# PROBLEM DESCRIPTION
Where a line below includes the word "reflection", copy that line.

(Stored data)
######

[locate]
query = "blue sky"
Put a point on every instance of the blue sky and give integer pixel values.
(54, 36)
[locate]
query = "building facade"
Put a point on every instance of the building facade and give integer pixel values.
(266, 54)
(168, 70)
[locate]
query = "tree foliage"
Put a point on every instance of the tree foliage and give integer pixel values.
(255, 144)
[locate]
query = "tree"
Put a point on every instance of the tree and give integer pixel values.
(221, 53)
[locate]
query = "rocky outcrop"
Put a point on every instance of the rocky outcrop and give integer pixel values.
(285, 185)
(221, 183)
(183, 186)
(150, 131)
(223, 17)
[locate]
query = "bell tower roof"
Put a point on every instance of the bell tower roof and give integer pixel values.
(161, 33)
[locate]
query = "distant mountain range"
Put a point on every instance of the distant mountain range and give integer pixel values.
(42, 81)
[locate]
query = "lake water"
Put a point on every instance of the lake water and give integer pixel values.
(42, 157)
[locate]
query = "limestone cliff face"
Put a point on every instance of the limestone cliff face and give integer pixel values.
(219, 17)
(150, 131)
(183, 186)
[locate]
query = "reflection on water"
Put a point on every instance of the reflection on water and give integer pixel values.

######

# RESULT
query = "reflection on water"
Put a point on every instance of the reflection on water and give integer pixel values.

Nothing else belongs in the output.